Exercise directions — Rewrite every line of the data, not only the answers, from the beginning through the line containing "145 30 L 140", and shift each coordinate in the answers by adding 66 to it.

Segmentation annotation data:
--- Start ---

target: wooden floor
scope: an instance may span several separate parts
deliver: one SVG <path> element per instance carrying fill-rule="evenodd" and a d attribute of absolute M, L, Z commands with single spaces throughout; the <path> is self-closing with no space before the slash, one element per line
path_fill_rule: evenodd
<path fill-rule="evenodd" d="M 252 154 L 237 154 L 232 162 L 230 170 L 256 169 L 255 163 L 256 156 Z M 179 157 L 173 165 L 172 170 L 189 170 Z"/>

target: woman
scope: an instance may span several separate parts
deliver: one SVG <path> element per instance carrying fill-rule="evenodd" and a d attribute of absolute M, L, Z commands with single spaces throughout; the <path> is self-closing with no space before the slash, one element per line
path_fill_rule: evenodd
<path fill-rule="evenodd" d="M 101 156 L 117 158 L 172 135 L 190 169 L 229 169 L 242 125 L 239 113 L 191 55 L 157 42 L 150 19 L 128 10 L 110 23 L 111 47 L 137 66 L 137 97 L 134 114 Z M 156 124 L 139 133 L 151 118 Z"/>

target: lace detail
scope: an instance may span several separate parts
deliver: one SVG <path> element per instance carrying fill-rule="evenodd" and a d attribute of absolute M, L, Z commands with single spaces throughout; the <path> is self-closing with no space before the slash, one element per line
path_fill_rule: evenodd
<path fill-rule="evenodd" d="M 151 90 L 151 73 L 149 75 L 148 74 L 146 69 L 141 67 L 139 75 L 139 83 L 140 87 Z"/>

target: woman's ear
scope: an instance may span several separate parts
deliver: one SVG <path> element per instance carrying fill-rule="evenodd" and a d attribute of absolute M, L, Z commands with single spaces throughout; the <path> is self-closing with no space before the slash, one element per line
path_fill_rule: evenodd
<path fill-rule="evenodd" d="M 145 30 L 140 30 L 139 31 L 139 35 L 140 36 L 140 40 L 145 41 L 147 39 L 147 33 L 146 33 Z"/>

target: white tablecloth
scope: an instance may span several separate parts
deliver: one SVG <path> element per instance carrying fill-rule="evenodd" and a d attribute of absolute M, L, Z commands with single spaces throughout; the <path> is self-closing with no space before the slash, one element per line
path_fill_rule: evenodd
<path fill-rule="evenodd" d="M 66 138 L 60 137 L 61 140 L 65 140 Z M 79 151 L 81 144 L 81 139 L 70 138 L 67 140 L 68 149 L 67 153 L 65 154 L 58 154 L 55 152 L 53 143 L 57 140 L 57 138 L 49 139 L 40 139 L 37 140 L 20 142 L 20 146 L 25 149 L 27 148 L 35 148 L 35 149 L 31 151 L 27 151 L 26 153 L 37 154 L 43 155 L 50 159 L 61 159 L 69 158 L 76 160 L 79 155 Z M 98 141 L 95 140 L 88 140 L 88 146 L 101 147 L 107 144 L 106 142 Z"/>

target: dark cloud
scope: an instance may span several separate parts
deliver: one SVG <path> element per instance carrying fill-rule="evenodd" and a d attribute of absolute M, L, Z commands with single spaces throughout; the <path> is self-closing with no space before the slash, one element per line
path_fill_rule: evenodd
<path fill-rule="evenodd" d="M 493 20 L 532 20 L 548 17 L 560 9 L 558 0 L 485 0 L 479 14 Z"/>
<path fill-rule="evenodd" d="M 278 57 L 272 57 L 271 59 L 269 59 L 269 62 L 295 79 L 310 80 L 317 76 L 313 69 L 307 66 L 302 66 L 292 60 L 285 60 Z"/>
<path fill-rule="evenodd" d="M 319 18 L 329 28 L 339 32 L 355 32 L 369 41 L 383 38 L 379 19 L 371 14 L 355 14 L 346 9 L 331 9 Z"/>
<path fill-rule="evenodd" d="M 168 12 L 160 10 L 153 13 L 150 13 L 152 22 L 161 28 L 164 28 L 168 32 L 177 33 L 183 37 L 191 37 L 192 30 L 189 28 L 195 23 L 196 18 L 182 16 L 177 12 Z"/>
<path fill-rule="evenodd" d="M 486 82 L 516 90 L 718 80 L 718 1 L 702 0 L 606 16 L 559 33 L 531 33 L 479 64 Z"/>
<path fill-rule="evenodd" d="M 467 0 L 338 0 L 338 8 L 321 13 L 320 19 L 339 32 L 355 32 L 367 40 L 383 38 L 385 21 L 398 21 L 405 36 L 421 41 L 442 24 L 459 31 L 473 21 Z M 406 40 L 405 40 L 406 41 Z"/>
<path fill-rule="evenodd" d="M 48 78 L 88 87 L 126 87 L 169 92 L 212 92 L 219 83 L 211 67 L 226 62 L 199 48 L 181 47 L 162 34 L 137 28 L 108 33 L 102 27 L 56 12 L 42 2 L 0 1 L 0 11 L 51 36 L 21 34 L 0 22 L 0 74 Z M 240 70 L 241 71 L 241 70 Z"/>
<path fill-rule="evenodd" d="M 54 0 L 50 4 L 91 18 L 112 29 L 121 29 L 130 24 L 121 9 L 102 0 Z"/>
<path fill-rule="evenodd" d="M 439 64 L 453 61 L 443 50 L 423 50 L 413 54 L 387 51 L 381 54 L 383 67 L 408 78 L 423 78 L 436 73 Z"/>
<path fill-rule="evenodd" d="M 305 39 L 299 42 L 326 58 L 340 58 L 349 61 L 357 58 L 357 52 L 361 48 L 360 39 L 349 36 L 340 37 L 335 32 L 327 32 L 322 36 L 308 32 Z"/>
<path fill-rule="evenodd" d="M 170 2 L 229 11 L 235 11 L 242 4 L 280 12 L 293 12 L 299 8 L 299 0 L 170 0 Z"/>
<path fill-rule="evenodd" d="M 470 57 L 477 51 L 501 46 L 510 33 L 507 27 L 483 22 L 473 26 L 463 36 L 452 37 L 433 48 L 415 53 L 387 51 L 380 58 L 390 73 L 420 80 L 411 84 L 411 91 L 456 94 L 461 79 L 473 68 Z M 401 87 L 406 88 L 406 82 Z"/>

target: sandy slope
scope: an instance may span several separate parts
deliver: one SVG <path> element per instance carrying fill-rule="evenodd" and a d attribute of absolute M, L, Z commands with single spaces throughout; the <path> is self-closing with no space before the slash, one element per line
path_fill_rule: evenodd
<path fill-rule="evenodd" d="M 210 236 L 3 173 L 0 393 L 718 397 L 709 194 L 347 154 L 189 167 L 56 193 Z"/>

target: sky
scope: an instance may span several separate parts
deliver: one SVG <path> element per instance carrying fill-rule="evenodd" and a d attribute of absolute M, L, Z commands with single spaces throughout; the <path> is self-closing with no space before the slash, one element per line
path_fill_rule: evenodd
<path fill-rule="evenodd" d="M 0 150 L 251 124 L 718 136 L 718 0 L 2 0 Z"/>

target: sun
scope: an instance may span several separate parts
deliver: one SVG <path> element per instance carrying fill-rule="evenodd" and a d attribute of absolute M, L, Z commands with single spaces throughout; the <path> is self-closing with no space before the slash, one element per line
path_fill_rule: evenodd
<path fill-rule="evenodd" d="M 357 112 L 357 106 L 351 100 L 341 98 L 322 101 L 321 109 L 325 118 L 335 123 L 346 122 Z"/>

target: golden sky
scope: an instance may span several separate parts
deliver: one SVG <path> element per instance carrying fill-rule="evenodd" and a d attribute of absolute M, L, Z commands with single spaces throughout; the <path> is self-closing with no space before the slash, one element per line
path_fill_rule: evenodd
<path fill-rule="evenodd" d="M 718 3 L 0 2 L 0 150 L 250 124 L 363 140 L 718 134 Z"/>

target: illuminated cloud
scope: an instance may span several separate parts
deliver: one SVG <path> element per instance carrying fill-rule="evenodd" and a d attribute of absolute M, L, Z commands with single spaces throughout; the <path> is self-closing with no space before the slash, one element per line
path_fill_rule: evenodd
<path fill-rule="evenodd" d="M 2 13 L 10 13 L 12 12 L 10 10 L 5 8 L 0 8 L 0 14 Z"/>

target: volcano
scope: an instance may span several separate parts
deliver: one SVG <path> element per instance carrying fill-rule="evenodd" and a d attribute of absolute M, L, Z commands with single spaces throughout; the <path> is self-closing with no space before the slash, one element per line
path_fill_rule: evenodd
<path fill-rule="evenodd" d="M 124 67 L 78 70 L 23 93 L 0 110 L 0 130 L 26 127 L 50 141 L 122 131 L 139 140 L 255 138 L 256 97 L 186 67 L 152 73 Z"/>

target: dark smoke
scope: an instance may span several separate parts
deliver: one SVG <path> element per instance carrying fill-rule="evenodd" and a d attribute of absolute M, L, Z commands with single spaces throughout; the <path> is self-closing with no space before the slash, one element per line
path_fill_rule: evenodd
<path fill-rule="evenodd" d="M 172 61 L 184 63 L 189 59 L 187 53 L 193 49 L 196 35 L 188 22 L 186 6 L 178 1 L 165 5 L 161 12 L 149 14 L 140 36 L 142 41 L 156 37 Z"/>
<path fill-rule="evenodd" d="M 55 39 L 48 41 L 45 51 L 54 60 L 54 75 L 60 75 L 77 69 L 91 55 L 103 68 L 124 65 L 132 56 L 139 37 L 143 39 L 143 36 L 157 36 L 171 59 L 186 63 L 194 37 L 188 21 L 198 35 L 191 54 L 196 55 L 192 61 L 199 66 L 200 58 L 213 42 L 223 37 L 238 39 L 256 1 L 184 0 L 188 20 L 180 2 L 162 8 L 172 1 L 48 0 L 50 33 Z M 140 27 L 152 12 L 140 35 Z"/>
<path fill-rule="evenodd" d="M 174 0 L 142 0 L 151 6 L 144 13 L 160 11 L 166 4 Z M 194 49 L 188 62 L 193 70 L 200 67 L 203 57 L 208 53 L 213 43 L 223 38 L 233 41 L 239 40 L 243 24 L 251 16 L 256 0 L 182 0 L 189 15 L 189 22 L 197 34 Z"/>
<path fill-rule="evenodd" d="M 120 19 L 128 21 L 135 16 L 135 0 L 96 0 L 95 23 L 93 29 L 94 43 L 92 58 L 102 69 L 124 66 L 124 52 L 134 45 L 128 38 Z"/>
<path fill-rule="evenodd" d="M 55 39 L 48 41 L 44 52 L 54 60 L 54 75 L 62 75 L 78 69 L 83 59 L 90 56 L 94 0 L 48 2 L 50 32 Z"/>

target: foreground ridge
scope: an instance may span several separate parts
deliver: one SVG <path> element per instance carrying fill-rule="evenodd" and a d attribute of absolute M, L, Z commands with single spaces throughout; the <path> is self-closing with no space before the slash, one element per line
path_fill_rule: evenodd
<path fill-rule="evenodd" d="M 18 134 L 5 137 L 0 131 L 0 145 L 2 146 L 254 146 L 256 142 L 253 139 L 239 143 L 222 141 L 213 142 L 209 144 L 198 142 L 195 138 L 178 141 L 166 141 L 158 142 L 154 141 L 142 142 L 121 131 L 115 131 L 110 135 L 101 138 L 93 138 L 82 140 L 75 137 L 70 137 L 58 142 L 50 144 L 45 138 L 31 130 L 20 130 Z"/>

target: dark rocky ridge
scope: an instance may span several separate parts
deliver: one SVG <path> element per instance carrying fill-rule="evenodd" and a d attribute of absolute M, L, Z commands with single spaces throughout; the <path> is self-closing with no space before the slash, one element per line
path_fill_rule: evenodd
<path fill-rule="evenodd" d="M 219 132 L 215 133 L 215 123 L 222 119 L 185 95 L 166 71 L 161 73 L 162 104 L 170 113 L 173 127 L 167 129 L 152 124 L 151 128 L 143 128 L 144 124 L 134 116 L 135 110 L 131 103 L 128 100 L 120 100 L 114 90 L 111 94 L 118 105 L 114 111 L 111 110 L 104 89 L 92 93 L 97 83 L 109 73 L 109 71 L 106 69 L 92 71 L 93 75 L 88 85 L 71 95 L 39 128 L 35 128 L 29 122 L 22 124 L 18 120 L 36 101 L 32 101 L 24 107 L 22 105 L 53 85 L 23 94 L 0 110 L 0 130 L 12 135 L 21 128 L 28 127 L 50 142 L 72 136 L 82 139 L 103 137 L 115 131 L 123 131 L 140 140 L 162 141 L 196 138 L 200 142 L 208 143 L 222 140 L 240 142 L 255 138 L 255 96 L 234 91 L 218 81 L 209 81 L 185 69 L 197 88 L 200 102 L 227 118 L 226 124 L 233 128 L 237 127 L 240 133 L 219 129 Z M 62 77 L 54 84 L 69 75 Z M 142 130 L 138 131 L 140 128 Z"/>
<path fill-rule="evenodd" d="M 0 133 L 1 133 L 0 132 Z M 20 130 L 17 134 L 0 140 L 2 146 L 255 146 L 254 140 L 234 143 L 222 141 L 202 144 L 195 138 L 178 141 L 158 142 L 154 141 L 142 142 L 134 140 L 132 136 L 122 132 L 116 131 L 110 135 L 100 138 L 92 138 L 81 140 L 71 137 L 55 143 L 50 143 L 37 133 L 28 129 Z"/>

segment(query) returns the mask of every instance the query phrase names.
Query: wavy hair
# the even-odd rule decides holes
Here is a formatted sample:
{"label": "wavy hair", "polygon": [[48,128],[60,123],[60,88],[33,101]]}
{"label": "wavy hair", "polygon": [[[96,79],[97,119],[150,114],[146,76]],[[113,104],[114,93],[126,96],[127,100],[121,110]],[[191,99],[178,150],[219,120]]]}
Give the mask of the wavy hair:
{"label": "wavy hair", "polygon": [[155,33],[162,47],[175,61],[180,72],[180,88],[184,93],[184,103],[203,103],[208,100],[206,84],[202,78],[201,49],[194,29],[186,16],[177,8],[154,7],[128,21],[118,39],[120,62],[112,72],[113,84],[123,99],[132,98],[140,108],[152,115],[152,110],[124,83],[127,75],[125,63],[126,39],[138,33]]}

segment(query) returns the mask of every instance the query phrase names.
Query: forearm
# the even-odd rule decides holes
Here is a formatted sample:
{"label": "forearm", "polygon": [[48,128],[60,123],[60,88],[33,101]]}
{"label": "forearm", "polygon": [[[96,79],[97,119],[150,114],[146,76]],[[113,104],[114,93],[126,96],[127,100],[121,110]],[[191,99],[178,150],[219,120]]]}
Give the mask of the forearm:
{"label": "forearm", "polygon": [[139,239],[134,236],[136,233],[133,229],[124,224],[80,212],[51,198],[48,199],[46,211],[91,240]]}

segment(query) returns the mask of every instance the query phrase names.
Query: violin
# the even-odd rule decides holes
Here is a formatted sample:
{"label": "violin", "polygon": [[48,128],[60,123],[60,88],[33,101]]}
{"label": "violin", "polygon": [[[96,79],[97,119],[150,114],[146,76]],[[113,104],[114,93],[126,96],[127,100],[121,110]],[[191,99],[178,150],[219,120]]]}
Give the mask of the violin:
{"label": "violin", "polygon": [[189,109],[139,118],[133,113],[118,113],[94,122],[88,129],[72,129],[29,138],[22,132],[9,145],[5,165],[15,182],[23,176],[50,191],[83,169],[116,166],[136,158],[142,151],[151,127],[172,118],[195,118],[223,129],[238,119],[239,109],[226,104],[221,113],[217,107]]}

--- End ---

The output —
target: wooden floor
scope: an instance may span several separate parts
deliver: one SVG <path> element per instance carrying fill-rule="evenodd" and a d attribute of absolute M, L, Z commands with single spaces throughout; the <path> is self-closing with no space before the slash, one element per line
path_fill_rule: evenodd
<path fill-rule="evenodd" d="M 318 220 L 303 220 L 298 228 L 296 236 L 322 235 L 321 229 L 322 222 Z M 245 223 L 239 231 L 238 236 L 255 236 Z"/>

target: woman
scope: an instance may span several separate parts
deliver: one SVG <path> element per instance carrying fill-rule="evenodd" and a d attribute of absolute M, L, Z commands with single spaces throughout; the <path> is self-closing with no space before the slash, one element per line
path_fill_rule: evenodd
<path fill-rule="evenodd" d="M 167 222 L 183 224 L 238 201 L 256 235 L 295 235 L 308 191 L 305 179 L 257 121 L 223 108 L 216 85 L 194 76 L 176 89 L 177 113 L 203 132 L 203 163 L 200 180 Z M 222 190 L 205 199 L 217 184 Z"/>

target: lace detail
scope: an instance may span several separate parts
deliver: one SVG <path> element per instance carrying fill-rule="evenodd" and a d attribute of absolute M, L, Z commands with single spaces throughout; the <path> is self-closing with no space before the slash, one element per line
path_fill_rule: evenodd
<path fill-rule="evenodd" d="M 217 156 L 217 139 L 215 141 L 214 140 L 212 135 L 207 133 L 205 141 L 205 149 L 206 153 Z"/>

target: woman's ear
scope: an instance may span several separate parts
deliver: one SVG <path> element per instance carrying fill-rule="evenodd" and a d attribute of absolute M, L, Z commands with single spaces throughout; the <path> is self-closing with no space before the slash, one element per line
path_fill_rule: evenodd
<path fill-rule="evenodd" d="M 211 96 L 206 96 L 205 97 L 205 101 L 206 102 L 206 106 L 211 107 L 213 105 L 213 99 L 212 99 Z"/>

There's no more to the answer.